Monsieur le président, madame la ministre, monsieur le secrétaire d’État, mes chers collègues, « la patience est la sagesse de ceux qui en ont le temps » résumait un célèbre romancier canadien.
Si la patience dont il est question est une sagesse, alors je veux croire que le Sénat, dans ce bicamérisme français, en fait notamment preuve lorsqu’il faut faire aboutir une proposition de loi.
Mais surtout, s’il est des personnes dont le temps est compté – un temps devenu si précieux –, ce sont bien ces parents dont l’enfant est parti trop tôt, beaucoup trop tôt… C’est tout le sens du message qu’a souhaité porter notre collègue député du groupe UDI, Agir et Indépendants, Guy Bricout, par son initiative.
En effet, il faut du temps pour faire face à un tel drame, pour assumer les démarches administratives, pour préparer les obsèques et régler les formalités. Oui, il en faut pour accomplir, avec déchirement, les derniers devoirs de parents, ce qui, en cinq jours seulement, n’est pas toujours possible. Sans parler du temps de la douleur.
Que le Parlement se soit saisi d’un sujet – et pas n’importe lequel – qui touche le quotidien de certains de nos concitoyens est important. Toutefois, il eût peut-être été préférable de faire l’économie d’une deuxième lecture à venir, au nom même de cet élément temporel que je viens d’évoquer et pour affirmer, collectivement, un message de soutien rapide à ces parents.
On nous dira que le texte initial n’était pas parfait, qu’il n’optait pas pour le bon financement ou qu’il devait peut-être s’inscrire dans une approche plus globale. Mais, à force de miser sur la globalité, que le Gouvernement prenne garde de ne pas perdre de vue la réalité : il avait la possibilité d’amender ce texte dès la première lecture à l’Assemblée nationale. Un grand hebdomadaire indiquait qu’une députée de la majorité n’y avait pas pensé. Apparemment, elle ne devait pas être la seule, car, lors de la réunion interministérielle du 17 janvier dernier, le Gouvernement non plus n’a pas eu cette idée.

▬▬▬▬▬▬▬▬▬▬

**CONSIGNE 1**: Mettez à l'échelle les coordonnées des réponses dans les enregistrements, en partant de la ligne qui contient « the distant mountain » et en allant jusqu'à la fin des enregistrements. Multipliez chacune par 0,5 et arrondissez à l'entier (les demis vers le haut), puis redonnez toutes ces lignes avec le reste de leur texte inchangé.
**CONSIGNE 2**: Reprenez le discours prononcé au Sénat sur la proposition de loi en faveur des parents ayant perdu un enfant, et poursuivez-le à partir de la dernière phrase.

[Données d'annotation par points]

▬▬▬▬▬▬▬▬▬▬

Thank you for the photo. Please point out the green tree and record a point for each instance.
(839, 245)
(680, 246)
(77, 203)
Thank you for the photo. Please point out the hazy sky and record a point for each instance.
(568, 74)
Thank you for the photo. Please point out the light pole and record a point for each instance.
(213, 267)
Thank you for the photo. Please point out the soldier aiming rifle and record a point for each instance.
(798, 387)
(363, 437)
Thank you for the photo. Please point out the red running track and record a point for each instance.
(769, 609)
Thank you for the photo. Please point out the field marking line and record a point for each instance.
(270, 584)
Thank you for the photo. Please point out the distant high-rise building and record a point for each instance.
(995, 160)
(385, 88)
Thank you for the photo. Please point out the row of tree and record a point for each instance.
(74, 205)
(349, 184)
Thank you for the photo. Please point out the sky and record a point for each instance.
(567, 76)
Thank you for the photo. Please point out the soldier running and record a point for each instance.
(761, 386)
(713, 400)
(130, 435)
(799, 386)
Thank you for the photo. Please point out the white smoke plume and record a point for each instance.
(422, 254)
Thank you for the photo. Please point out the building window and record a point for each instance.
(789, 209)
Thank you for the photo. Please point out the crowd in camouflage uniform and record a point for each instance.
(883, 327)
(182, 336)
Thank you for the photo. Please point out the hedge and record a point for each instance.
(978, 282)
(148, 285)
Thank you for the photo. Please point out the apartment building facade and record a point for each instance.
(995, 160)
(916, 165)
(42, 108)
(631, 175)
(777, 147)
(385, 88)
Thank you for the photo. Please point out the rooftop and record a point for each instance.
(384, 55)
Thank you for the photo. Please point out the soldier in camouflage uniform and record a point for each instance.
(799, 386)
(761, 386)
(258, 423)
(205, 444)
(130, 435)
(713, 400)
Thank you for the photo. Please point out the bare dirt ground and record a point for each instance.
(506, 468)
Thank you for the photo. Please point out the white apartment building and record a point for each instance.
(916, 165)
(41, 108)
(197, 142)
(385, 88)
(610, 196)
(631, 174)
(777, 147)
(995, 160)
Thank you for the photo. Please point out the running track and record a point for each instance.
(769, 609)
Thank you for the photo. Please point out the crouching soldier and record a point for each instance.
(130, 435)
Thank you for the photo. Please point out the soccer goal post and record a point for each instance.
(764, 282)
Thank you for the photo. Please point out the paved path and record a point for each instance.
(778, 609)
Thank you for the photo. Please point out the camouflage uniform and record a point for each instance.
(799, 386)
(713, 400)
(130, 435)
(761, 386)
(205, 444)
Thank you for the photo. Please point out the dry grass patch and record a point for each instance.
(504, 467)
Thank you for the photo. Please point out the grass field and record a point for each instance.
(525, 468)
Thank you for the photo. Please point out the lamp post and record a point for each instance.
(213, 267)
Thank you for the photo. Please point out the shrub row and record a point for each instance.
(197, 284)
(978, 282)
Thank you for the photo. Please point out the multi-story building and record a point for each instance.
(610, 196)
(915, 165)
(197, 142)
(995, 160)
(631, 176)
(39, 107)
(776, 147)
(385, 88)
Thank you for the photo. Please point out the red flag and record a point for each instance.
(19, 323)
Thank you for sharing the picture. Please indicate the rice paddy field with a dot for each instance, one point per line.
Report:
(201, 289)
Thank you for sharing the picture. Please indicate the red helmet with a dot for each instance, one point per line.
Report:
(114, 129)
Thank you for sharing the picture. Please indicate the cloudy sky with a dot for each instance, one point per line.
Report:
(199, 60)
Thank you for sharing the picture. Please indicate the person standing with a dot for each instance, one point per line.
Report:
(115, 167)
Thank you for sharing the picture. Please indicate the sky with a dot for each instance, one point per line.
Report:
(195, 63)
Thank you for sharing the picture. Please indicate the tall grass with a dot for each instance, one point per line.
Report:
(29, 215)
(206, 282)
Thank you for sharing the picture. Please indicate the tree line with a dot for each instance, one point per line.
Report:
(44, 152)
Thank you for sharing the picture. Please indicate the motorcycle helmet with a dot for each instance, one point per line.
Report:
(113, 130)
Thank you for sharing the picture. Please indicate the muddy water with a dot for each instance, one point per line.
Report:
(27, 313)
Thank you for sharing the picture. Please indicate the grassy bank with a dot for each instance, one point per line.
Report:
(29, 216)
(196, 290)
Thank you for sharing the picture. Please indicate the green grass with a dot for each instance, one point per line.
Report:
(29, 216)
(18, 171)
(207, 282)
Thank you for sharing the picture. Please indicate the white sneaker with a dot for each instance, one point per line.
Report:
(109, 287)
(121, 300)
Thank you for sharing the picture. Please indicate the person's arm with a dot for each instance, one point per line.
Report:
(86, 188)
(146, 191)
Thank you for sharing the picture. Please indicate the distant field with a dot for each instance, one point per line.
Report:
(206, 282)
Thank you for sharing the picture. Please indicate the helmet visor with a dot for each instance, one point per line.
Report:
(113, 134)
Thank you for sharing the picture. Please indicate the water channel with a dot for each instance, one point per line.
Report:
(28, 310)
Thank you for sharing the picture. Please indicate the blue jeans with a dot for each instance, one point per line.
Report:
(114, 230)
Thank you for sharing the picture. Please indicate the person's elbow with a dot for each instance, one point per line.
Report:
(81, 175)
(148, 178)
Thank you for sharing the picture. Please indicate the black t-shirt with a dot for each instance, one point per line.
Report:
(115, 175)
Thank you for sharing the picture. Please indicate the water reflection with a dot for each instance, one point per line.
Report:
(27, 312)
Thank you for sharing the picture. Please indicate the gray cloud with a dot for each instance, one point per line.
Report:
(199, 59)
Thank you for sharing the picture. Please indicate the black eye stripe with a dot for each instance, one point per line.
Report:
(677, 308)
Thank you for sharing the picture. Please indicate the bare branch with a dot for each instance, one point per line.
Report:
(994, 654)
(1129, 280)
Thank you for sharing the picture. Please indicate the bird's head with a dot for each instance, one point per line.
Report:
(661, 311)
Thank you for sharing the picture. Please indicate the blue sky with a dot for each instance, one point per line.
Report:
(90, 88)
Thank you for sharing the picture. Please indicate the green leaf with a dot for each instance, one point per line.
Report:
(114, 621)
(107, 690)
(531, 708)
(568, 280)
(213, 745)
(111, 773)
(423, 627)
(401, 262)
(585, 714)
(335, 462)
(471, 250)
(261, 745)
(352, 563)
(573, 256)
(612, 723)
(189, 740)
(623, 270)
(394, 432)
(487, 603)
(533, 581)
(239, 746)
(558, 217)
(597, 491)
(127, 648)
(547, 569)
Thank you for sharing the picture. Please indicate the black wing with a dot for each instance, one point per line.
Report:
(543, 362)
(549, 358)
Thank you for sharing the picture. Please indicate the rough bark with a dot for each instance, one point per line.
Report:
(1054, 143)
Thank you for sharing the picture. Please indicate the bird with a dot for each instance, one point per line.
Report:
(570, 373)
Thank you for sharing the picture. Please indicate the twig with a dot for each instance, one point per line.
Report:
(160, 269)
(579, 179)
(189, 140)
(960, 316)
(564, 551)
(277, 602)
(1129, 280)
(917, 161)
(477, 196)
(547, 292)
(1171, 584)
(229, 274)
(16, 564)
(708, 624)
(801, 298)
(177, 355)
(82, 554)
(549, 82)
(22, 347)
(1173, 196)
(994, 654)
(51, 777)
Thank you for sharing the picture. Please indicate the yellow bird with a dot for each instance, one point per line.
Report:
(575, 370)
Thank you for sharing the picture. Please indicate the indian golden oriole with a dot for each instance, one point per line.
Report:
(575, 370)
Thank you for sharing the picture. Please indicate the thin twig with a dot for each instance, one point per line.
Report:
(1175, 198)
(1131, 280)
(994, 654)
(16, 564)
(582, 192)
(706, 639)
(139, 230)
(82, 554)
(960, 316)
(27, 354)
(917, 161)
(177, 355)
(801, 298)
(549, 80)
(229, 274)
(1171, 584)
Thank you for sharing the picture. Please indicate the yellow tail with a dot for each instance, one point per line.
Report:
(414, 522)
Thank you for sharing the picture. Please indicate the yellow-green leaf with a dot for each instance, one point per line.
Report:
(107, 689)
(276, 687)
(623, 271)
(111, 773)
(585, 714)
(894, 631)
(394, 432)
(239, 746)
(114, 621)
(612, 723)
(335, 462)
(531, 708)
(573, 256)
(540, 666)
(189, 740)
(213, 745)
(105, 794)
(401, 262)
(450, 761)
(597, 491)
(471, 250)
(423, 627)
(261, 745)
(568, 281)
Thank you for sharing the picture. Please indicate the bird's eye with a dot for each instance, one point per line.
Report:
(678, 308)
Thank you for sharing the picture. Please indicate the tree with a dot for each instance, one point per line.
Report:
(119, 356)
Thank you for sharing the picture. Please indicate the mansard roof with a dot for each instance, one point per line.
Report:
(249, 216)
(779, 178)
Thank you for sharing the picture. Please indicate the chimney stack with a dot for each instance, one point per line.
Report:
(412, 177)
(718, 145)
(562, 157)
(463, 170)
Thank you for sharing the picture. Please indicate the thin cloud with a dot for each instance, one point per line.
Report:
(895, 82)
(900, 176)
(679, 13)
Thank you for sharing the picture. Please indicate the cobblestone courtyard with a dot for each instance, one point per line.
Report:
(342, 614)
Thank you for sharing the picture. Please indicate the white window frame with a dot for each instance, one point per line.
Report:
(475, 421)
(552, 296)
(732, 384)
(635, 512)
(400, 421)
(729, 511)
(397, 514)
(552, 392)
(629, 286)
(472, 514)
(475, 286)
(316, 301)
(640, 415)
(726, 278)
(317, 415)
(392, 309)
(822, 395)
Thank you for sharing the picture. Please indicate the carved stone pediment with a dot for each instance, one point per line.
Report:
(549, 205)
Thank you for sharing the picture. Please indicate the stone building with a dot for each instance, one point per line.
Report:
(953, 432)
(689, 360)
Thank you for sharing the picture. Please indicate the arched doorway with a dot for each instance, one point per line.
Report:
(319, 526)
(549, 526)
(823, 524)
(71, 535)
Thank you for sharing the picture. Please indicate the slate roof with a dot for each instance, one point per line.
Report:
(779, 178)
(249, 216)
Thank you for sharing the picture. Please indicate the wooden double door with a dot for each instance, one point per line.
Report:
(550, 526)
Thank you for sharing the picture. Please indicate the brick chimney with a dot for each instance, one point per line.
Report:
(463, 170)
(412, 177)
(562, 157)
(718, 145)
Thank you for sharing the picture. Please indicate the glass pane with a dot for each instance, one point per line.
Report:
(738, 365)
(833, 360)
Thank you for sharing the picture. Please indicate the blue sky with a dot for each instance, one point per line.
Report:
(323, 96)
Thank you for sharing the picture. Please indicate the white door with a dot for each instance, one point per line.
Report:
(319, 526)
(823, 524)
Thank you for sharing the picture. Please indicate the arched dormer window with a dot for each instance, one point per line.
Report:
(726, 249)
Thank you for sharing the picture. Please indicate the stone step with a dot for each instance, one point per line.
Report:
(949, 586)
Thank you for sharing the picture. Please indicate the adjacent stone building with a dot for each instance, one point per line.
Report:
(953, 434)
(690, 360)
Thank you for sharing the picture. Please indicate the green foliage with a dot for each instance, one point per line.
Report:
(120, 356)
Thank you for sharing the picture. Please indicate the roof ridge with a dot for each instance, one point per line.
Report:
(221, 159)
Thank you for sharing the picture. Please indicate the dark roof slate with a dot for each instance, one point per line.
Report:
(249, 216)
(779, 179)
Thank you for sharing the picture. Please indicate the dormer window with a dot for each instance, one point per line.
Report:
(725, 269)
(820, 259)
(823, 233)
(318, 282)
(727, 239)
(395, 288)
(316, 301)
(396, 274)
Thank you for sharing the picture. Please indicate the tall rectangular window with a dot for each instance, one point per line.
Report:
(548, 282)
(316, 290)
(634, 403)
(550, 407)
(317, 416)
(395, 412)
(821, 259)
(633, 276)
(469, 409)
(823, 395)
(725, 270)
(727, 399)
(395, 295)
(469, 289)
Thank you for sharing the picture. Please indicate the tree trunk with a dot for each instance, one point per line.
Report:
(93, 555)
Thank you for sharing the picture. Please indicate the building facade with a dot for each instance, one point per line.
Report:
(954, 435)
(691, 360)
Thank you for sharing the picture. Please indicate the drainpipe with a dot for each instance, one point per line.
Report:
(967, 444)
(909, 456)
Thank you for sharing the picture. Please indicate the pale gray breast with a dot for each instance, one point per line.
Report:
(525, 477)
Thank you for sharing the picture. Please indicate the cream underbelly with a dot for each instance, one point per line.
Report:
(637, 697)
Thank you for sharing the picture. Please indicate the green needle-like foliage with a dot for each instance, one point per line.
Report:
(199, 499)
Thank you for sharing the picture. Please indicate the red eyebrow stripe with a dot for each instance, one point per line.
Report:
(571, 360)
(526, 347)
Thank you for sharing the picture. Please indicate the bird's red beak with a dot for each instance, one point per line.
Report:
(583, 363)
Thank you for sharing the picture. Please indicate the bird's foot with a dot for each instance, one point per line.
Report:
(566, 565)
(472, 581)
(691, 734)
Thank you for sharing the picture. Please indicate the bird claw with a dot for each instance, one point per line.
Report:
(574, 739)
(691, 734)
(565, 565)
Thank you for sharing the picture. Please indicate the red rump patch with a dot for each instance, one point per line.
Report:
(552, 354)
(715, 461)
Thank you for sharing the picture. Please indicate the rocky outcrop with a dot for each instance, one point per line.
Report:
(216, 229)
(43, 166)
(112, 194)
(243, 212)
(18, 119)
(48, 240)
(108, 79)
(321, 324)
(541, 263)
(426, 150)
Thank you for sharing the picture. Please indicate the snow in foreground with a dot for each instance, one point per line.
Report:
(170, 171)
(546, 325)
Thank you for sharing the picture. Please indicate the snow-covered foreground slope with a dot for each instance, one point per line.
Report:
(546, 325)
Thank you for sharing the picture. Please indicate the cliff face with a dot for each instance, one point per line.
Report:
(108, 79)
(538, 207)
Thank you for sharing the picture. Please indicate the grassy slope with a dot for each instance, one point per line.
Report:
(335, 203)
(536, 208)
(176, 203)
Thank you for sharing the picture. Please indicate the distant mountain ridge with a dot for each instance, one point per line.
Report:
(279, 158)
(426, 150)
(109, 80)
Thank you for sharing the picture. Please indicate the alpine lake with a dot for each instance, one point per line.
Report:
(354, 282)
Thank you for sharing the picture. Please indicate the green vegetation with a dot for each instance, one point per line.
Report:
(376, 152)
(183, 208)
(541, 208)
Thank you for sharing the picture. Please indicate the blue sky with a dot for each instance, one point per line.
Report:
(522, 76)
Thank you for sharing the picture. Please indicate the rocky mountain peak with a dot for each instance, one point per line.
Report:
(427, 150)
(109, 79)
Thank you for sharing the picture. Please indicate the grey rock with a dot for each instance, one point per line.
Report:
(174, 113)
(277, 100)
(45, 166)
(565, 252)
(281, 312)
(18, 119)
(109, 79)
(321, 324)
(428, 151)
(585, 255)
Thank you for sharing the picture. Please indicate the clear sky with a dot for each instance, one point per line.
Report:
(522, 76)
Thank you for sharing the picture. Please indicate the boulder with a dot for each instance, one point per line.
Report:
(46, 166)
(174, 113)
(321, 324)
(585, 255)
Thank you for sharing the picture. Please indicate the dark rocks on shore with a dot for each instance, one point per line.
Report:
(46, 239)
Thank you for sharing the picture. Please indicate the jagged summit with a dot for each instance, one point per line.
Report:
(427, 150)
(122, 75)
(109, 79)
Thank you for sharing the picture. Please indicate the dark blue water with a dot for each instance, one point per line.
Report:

▬▬▬▬▬▬▬▬▬▬

**RÉPONSE 1**:
Thank you for sharing the picture. Please indicate the distant mountain ridge with a dot for each instance, one point per line.
Report:
(140, 79)
(213, 75)
(55, 40)
Thank you for sharing the picture. Please indicate the alpine lake with a dot for each instance, one point per line.
Report:
(177, 141)
Thank you for sharing the picture. Please indicate the green vegetation with a dot for each instance, one point per line.
Report:
(188, 76)
(92, 104)
(271, 104)
Thank you for sharing the picture. Please indicate the blue sky with a dot for each instance, one point per line.
Report:
(261, 38)
Thank you for sharing the picture. Please indicate the rocky mountain peak with a dot for each instance, one point per line.
Report:
(214, 75)
(55, 40)
Thank you for sharing the picture. Please indicate the grey rock with a dot for each instance, one point per line.
Report:
(87, 57)
(139, 50)
(23, 83)
(283, 126)
(141, 156)
(9, 60)
(55, 40)
(161, 162)
(214, 76)
(293, 128)
Thank you for sharing the picture. Please indicate the clear sky with a dot for each instance, one point per line.
Report:
(261, 38)
Thank you for sharing the picture. Please indicate the boulder with a dot for each instance, one point per line.
Report:
(23, 83)
(87, 57)
(161, 162)
(293, 128)
Thank you for sharing the picture. Please indicate the dark rocks on shore with a dot for each instance, one point per line.
Report:
(23, 120)
Thank you for sharing the picture. Please indicate the jagged summit with a dot for each instance, one point per line.
Report:
(214, 75)
(61, 38)
(55, 40)
Thank you for sharing the picture. Please indicate the dark blue water with a dot for each instance, one point per line.
Report:

**RÉPONSE 2**:
Permettre à des parents frappés par le malheur, désorientés par le choc, parfois laissés dans le désarroi le plus profond, de bénéficier d’un peu plus de temps, voilà un sujet qui ne méritait pas la moindre polémique. Au lieu de cela, la majorité est revenue, en première lecture, sur la mesure phare de cette proposition de loi, en modifiant en commission la rédaction de l’unique article. C’est regrettable pour l’image que cela renvoie du débat parlementaire, pour l’incompréhension que cela a suscité chez les Français, pour des raisons de justice sociale, dans laquelle la République puise ses fondements.
Devant vous, mes chers collègues, je l’affirme : la République, ce n’est pas un slogan ; c’est avant tout une force de conviction !
L’émotion a été grande dans tout le pays. Cette situation a beaucoup choqué. Nous pouvons d’ailleurs saluer le soutien public du Medef. Car, oui, les entreprises ne sont pas étrangères à la douleur de leurs salariés. Ainsi fallait-il attendre un tweet pour que, enfin, le texte suscite une attention nouvelle.
Aussi, la proposition de loi arrivée au Sénat était totalement modifiée et comportait deux articles, bien en deçà des ambitions exprimées initialement.
L’article 1er permettait à un salarié de prendre des jours de congés légaux, ou même des RTT, à la suite du congé de cinq jours. Mais cette possibilité était limitée, car conditionnée à la conclusion d’un accord collectif. Par ailleurs, notre droit positif le permet déjà.
De plus, l’article 2 prévoyait la possibilité de poser des RTT ou d’en faire don. Mais il convient de préciser que le dispositif des RTT ne s’applique pas aujourd’hui, en France, à l’ensemble des salariés.
Dans ces conditions, si cette proposition de loi avait été adoptée en l’état, son effet quantitatif aurait été limité. La commission des affaires sociales du Sénat a veillé, dans un esprit constructif avec le Gouvernement, à enrichir le texte. Ce travail, main dans la main, a porté ses fruits. Je tiens à saluer ma collègue Élisabeth Doineau, rapporteure, pour sa détermination qui a permis de compléter ce texte et de lui donner une envergure tout autre, ainsi que notre collègue Catherine Di Folco, rapporteure pour avis.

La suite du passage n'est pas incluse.